## Instruksi Anda
Lanjutkan esai tentang fundamentalisme dan demokrasi di bawah ini, mulai tepat setelah kalimat terakhirnya.

ILLUSTRATED BY TIM SLOWENSKI
*Untuk Yasraf Amir Piliang
KEKERASAN mewarnai perlawanan masyarakat terhadap keberadaan perusahaan asing di daerah – itu kegagalan negara. Anarki mengancam pemilihan kepala daerah – itu kegagalan negara. Demonstrasi menyertai pro-kontra rancangan undang-undang – itu kegagalan negara. Kebrutalan umat beragama meruyak saat menghadapi penghayat “ajaran sesat” – itu kegagalan negara. Tak ada lagi ruang dialog bagi pertentangan pendapat – itu kegagalan negara. Betapa negara telah menjadi penjelasan yang begitu hebat bagi semua persoalan.

Saya berharap, Bung Piliang sedang bercanda ketika mencetuskan Demokrasi Fundamentalis (Kompas, 29 April 2006). Fundamentalis kelihatannya sekadar seloroh yang biasanya digunakan oleh kelompok liberal untuk menggambarkan kurangnya kedewasaan intelektual kelompok yang berpandangan konservatif. Ia juga tampak tidak serius ketika melontarkan pandangan sugestif, bahwa ada pertentangan antarfundamentalis dalam merespons persoalan mutakhir bangsa.

Pandangan tersebut tidak mengejutkan jika ditempatkan pada sebuah konteks amatan yang tepat. Sebuah perbandingan perlu menggabungkan pemahaman sejarah dan konteks peristiwa. Sukar dibayangkan jika dalam memahami fundamentalisme kita memisahkannya dari konteks sosial, ekonomi, dan politik yang merupakan salah satu pelecutnya. Namun, secara umum penyikapan terhadap sejumlah persoalan di Indonesia hari-hari ini – yang berakhir dengan huru-hara atau kekerasan – tidak lebih dari pertentangan antara kelompok fundamentalis dan kelompok progresif.

Klaim bahwa fundamentalisme penyebab terfragmentasinya masyarakat ke dalam kelompok sektarian, bisa diterima sebagai reaksi; bukan aksi yang sekonyong-konyong terlibat dalam konflik sekuler. Pembedaan ini penting, sekurangnya agar kita bisa memahami hakikat fundamentalisme dalam proporsi faktual. Sebab, kendati acapkali menggunakan aksi kekerasan, tidak semua fundamentalis berarti kekerasan sebagaimana tidak semua kekerasan bersifat fundamentalis. Bahkan seandainya kelompok sektarian terfragmentasi menjadi pelbagai pleton kecil masyarakat yang sama-sama fundamentalisnya, fundamentalisme bukanlah satu-satunya monster demokrasi yang menakutkan.

## Baris Data
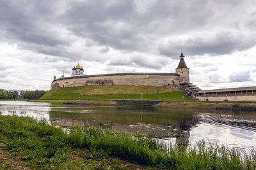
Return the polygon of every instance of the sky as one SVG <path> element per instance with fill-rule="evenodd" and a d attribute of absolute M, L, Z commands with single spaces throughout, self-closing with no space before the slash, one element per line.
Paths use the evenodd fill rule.
<path fill-rule="evenodd" d="M 255 0 L 1 0 L 0 89 L 54 75 L 175 73 L 202 90 L 256 86 Z"/>

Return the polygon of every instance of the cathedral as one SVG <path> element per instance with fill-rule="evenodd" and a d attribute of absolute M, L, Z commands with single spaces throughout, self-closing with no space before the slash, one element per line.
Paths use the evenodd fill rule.
<path fill-rule="evenodd" d="M 84 76 L 84 69 L 83 67 L 81 67 L 79 63 L 77 64 L 77 66 L 74 67 L 72 69 L 72 74 L 71 76 Z"/>

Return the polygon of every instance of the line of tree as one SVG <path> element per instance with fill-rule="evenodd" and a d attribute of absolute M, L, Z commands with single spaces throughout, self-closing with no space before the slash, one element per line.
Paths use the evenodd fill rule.
<path fill-rule="evenodd" d="M 20 95 L 24 99 L 39 99 L 46 93 L 45 90 L 24 91 L 21 90 Z"/>
<path fill-rule="evenodd" d="M 15 99 L 18 97 L 18 92 L 8 92 L 4 90 L 0 90 L 0 99 Z"/>

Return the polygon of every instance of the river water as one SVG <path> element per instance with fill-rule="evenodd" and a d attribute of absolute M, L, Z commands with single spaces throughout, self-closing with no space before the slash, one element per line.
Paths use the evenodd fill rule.
<path fill-rule="evenodd" d="M 204 139 L 206 146 L 256 148 L 256 112 L 0 101 L 0 113 L 44 118 L 63 128 L 97 125 L 115 131 L 140 131 L 166 143 L 193 145 Z"/>

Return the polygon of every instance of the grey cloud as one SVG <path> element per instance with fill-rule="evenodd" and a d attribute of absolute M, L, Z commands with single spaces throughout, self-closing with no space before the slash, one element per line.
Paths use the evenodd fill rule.
<path fill-rule="evenodd" d="M 250 80 L 250 71 L 234 73 L 233 74 L 229 76 L 229 81 L 230 82 L 247 81 Z"/>
<path fill-rule="evenodd" d="M 107 53 L 109 51 L 109 48 L 105 46 L 100 50 L 100 53 Z"/>
<path fill-rule="evenodd" d="M 131 67 L 141 67 L 161 69 L 168 64 L 168 59 L 166 58 L 151 58 L 149 59 L 143 55 L 134 55 L 124 59 L 115 59 L 110 60 L 109 66 L 130 66 Z"/>
<path fill-rule="evenodd" d="M 223 55 L 236 50 L 247 50 L 256 44 L 253 36 L 243 34 L 232 34 L 223 32 L 213 37 L 202 35 L 202 37 L 188 38 L 184 39 L 170 39 L 165 45 L 159 46 L 159 52 L 161 55 L 173 57 L 177 50 L 186 52 L 189 55 Z"/>

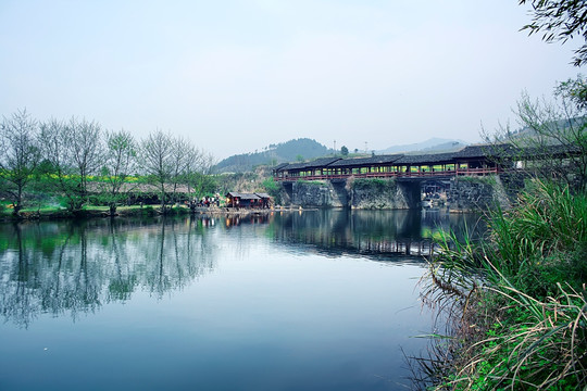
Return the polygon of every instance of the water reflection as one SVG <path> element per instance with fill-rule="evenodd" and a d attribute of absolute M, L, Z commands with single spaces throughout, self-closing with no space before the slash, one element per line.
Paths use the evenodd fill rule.
<path fill-rule="evenodd" d="M 485 231 L 474 214 L 434 211 L 350 211 L 324 210 L 302 213 L 276 213 L 272 219 L 273 238 L 283 244 L 311 248 L 316 252 L 359 255 L 402 262 L 424 262 L 434 251 L 440 231 L 452 230 L 462 237 L 465 230 Z M 412 258 L 405 258 L 405 256 Z"/>
<path fill-rule="evenodd" d="M 213 270 L 217 257 L 226 256 L 218 241 L 236 241 L 242 255 L 247 236 L 297 253 L 419 263 L 440 229 L 459 230 L 477 219 L 441 212 L 327 210 L 0 225 L 0 313 L 27 327 L 41 313 L 75 319 L 104 303 L 130 300 L 137 290 L 162 298 Z"/>
<path fill-rule="evenodd" d="M 27 326 L 39 313 L 93 312 L 138 288 L 160 298 L 214 268 L 202 219 L 96 219 L 0 226 L 0 312 Z"/>

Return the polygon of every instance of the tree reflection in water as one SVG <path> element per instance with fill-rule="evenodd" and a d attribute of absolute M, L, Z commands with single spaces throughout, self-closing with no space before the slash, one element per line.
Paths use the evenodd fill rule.
<path fill-rule="evenodd" d="M 0 313 L 27 327 L 41 313 L 93 312 L 137 289 L 157 298 L 213 269 L 202 219 L 96 219 L 0 226 Z"/>

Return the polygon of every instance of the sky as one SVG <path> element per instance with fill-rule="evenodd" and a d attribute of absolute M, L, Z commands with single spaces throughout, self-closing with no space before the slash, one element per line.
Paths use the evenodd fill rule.
<path fill-rule="evenodd" d="M 0 115 L 161 129 L 221 160 L 297 138 L 382 150 L 516 128 L 579 42 L 517 0 L 0 0 Z"/>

## Hasil Tugas
Pleton-pleton kecil tersebut umumnya bersifat dogmatis, doktriner, terlalu membesarkan-besarkan perbedaan kecil, dan beroperasi di luar batasan umum dalam sistem hukum. Sifat bawaan ini justru membuat mereka mudah terpecah-belah dan ditekuk negara.

Dengan corak yang ingin dikesankan sebagai watak fundamentalis, kelompok reaktif ini sebetulnya merupakan penyamaran (masquarade) dari premanisme. Pada kasus kerusuhan dalam pemilihan kepala daerah, gejalanya bahkan sudah terang-benderang. Tak terkecuali pada beberapa kasus, gejala penggunaan simbol atau atribut khusus juga bagian dari penyamaran untuk mencapai posisi tawar yang diharapkan. Singkatnya, refleksi kekerasan kaum fundamentalis sejati sebatas pretensi defensif (reaksi); bukan ofensif (aksi) dan partikular tanpa kejelasan artikulasi sebagaimana yang ditunjukkan oleh para preman.

Mereaksi Perubahan
Secara sosiologis, istilah “fundamentalis” ditujukan untuk menyebut gerakan-gerakan yang melancarkan reaksi terhadap persoalan akibat modernisasi. Di mata fundamentalis modernisasi adalah sumber segala kejahatan, seperti halnya kapitalisme dipandang dengan cara yang sama oleh kaum kiri revolusioner. Gerakan ini tumbuh dari komunitas lokal, berkembang secara persuasif dengan mengajak masyarakat luas agar taat pada tradisi nilai-nilai fundamental dan teks-teks otentik yang (dianggap) tanpa kesalahan. Tak segan-segan ia mencoba melirik kekuasaan politik – meraihnya jika diperlukan – demi mendesakkan kejayaan tradisi masa lampau.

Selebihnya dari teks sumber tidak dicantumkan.